* [Supplied material]
'''

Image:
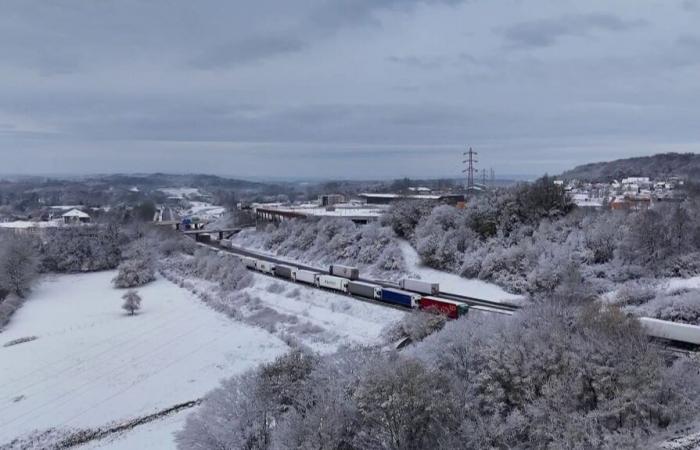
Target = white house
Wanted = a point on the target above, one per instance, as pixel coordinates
(75, 216)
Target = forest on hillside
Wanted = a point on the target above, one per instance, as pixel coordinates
(685, 165)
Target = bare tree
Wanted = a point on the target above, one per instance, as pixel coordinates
(18, 266)
(132, 302)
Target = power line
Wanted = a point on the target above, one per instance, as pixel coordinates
(470, 162)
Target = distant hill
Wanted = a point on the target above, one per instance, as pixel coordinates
(686, 165)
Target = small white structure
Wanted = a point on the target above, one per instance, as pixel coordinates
(75, 216)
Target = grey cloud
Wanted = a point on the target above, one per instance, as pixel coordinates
(546, 32)
(284, 87)
(246, 51)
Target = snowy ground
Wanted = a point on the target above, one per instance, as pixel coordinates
(453, 283)
(91, 364)
(322, 320)
(182, 192)
(204, 210)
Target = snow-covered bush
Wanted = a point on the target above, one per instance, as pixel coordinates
(415, 327)
(554, 376)
(243, 412)
(132, 302)
(372, 247)
(683, 307)
(81, 249)
(636, 292)
(139, 268)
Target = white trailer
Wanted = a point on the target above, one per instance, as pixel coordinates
(249, 262)
(306, 276)
(423, 287)
(332, 282)
(265, 266)
(351, 273)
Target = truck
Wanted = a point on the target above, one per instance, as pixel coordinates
(449, 308)
(332, 282)
(399, 297)
(306, 276)
(287, 272)
(249, 262)
(351, 273)
(366, 290)
(265, 266)
(423, 287)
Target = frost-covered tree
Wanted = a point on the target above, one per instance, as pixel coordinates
(18, 264)
(132, 302)
(404, 216)
(139, 267)
(333, 241)
(81, 249)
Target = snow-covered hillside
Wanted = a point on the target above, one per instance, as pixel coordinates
(453, 283)
(91, 364)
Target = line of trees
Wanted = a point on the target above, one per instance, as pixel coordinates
(332, 240)
(529, 239)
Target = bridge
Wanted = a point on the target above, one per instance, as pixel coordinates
(220, 233)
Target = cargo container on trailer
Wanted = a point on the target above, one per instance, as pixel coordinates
(351, 273)
(332, 282)
(265, 266)
(367, 290)
(306, 276)
(450, 308)
(398, 297)
(424, 287)
(287, 272)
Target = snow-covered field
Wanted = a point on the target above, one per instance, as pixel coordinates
(91, 364)
(182, 192)
(453, 283)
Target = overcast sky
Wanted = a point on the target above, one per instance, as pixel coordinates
(346, 88)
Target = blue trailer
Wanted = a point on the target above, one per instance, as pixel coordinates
(398, 297)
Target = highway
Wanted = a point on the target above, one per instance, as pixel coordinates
(678, 344)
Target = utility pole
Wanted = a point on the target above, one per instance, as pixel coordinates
(470, 168)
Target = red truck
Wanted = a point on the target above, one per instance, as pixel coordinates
(450, 308)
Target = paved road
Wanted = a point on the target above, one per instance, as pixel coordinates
(476, 303)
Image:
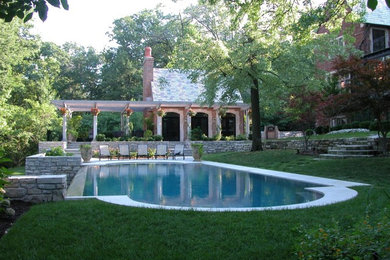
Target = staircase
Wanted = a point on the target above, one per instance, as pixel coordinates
(358, 149)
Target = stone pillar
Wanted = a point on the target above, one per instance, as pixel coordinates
(188, 127)
(94, 127)
(159, 125)
(64, 127)
(247, 126)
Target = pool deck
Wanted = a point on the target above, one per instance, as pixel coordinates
(333, 190)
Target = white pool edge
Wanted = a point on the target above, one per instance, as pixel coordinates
(334, 191)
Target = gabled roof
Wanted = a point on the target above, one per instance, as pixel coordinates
(380, 16)
(170, 85)
(173, 85)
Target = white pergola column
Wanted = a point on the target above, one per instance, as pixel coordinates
(218, 123)
(127, 130)
(188, 127)
(247, 121)
(159, 125)
(94, 127)
(64, 127)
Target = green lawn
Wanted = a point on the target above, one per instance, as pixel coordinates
(336, 136)
(17, 170)
(92, 229)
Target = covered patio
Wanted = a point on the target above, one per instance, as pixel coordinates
(172, 120)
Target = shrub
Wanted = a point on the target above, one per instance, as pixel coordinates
(373, 126)
(217, 137)
(322, 130)
(355, 124)
(157, 138)
(100, 137)
(196, 134)
(148, 134)
(364, 124)
(151, 152)
(5, 204)
(229, 138)
(368, 239)
(241, 137)
(56, 151)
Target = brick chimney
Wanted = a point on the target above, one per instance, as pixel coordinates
(148, 75)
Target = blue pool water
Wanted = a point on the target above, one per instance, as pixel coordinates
(194, 185)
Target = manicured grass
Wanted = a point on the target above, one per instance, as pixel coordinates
(92, 229)
(336, 136)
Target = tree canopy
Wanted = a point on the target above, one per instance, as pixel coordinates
(24, 9)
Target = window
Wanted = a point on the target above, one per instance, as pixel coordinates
(340, 41)
(378, 39)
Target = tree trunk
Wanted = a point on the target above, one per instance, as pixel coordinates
(255, 104)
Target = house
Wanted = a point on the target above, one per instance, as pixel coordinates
(179, 100)
(171, 101)
(372, 37)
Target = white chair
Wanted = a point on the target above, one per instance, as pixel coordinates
(178, 151)
(142, 151)
(162, 151)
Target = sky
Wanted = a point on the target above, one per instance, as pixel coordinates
(87, 21)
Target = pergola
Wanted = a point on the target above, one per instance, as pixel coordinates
(67, 107)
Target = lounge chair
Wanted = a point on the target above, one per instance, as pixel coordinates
(179, 151)
(104, 152)
(161, 151)
(142, 151)
(124, 151)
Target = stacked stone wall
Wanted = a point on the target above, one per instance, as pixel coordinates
(36, 189)
(43, 146)
(53, 165)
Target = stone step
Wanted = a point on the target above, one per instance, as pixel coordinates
(351, 147)
(336, 151)
(75, 152)
(344, 156)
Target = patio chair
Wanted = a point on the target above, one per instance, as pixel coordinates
(179, 151)
(161, 151)
(124, 151)
(104, 152)
(142, 151)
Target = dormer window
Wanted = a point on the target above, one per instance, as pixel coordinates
(340, 41)
(379, 39)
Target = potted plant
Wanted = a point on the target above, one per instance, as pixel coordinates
(160, 112)
(191, 112)
(197, 151)
(86, 152)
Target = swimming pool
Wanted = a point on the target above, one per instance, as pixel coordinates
(201, 186)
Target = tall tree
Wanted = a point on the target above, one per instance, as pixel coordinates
(24, 9)
(122, 70)
(80, 73)
(368, 89)
(25, 91)
(249, 55)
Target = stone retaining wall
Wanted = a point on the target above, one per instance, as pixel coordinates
(43, 146)
(209, 146)
(225, 146)
(319, 145)
(53, 165)
(36, 189)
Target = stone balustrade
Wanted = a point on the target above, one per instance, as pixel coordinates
(36, 189)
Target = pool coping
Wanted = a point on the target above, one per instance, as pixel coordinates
(333, 190)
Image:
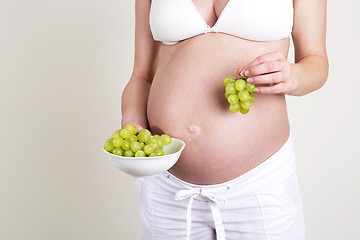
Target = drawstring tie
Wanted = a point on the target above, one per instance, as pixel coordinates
(198, 191)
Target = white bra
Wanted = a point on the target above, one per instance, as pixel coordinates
(172, 21)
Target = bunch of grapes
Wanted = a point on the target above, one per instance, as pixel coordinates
(128, 143)
(239, 93)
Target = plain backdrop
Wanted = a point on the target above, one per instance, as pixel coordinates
(63, 67)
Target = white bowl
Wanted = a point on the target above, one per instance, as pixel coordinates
(148, 166)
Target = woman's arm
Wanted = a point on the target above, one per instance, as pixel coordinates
(135, 95)
(273, 74)
(309, 35)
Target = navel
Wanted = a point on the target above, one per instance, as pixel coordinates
(193, 129)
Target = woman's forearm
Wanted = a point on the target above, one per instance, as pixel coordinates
(310, 74)
(134, 102)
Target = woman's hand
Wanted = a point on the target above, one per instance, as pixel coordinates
(137, 125)
(271, 73)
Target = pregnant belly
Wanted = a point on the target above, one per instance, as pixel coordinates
(187, 101)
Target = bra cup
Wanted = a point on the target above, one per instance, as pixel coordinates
(258, 20)
(174, 20)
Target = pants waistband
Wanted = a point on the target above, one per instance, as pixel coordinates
(281, 163)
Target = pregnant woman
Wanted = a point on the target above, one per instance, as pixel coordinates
(236, 178)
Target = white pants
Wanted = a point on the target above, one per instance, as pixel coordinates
(262, 204)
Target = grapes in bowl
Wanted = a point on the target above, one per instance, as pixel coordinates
(158, 157)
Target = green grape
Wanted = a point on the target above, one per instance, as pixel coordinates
(153, 155)
(118, 141)
(143, 137)
(115, 134)
(243, 110)
(233, 98)
(243, 95)
(129, 153)
(234, 108)
(245, 105)
(148, 149)
(118, 151)
(135, 146)
(133, 138)
(240, 84)
(146, 131)
(251, 98)
(228, 80)
(250, 87)
(151, 140)
(159, 152)
(109, 146)
(166, 139)
(126, 144)
(140, 153)
(157, 137)
(124, 133)
(131, 128)
(230, 88)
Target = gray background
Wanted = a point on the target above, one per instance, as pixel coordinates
(63, 66)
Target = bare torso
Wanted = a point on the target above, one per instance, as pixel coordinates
(187, 101)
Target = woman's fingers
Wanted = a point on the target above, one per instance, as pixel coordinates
(279, 88)
(267, 57)
(275, 77)
(265, 68)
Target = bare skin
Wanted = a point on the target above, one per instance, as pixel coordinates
(178, 90)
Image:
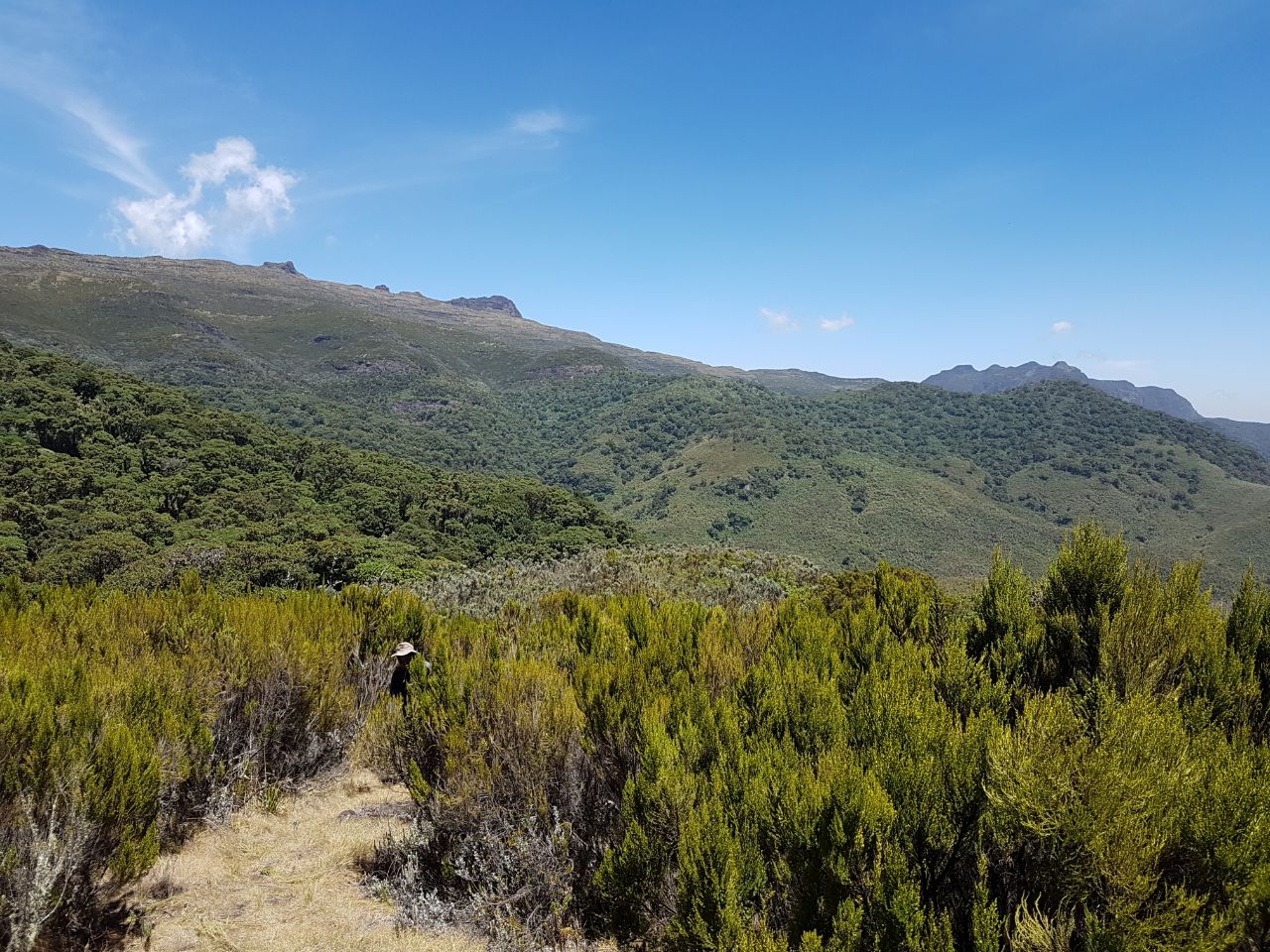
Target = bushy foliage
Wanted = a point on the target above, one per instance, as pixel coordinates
(127, 717)
(714, 576)
(1072, 765)
(109, 480)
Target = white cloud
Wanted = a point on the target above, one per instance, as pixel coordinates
(837, 324)
(253, 199)
(540, 122)
(778, 321)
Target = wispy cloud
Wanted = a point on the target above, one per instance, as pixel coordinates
(444, 159)
(778, 321)
(37, 45)
(252, 199)
(835, 324)
(1098, 366)
(540, 122)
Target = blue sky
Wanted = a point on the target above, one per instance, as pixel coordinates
(862, 189)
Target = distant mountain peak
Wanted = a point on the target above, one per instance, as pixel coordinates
(997, 380)
(494, 302)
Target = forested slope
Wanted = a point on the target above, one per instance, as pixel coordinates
(689, 454)
(104, 477)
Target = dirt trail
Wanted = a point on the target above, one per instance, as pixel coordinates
(286, 881)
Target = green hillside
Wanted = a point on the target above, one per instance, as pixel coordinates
(107, 479)
(688, 453)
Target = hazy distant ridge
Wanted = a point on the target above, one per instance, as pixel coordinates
(965, 379)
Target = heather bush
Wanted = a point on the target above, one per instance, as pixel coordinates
(127, 717)
(1074, 763)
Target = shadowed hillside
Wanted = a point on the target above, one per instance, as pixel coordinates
(690, 454)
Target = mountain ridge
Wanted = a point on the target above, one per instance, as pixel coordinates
(844, 472)
(996, 379)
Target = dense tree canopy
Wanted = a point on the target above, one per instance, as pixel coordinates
(107, 479)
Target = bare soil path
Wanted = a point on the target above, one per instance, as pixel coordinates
(286, 881)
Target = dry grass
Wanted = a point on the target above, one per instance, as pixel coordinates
(285, 881)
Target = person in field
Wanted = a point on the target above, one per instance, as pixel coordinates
(399, 685)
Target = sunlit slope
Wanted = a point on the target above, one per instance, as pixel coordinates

'''

* [Work item] Retype the lines above without alteration. The first is the one containing "Target = forested slope", and the last is the final line of the data.

* [Written answer]
Target = forested slope
Wanted = a point on the target above, one per instance, as pixel coordinates
(689, 454)
(104, 477)
Target = dirt trail
Wanted = a point on the target above, one per instance, as pixel coordinates
(286, 881)
Target = green hillside
Wanted = a point on the target above, one per instance, as pixel coordinates
(107, 479)
(688, 453)
Target = hazy distant ridge
Wanted = a point on the target above, one per instance, as pixel coordinates
(965, 379)
Target = heather bush
Wanted = a point on the target above, one per instance, as pixel coordinates
(127, 717)
(1074, 763)
Target = shadowed hillside
Wanted = a point on the target above, one per instance, as pixel coordinates
(690, 454)
Target = mountain ridge
Wanted = a point on the target above, one per instance, as pixel coordinates
(844, 472)
(996, 379)
Target = dense tree canopy
Wanted = a point on the target above, one per instance, as pixel coordinates
(107, 479)
Target = bare soil path
Wanted = a point on the target above, one per instance, as pixel coordinates
(286, 881)
Target = dry grass
Wanted = a point on the target above, one per instance, as pixel coordinates
(285, 881)
Target = person in field
Wanted = a point on the target above, one per instance, as pixel coordinates
(399, 685)
Target = sunlit slope
Wanted = a point on the target above, one per instance, as pixel coordinates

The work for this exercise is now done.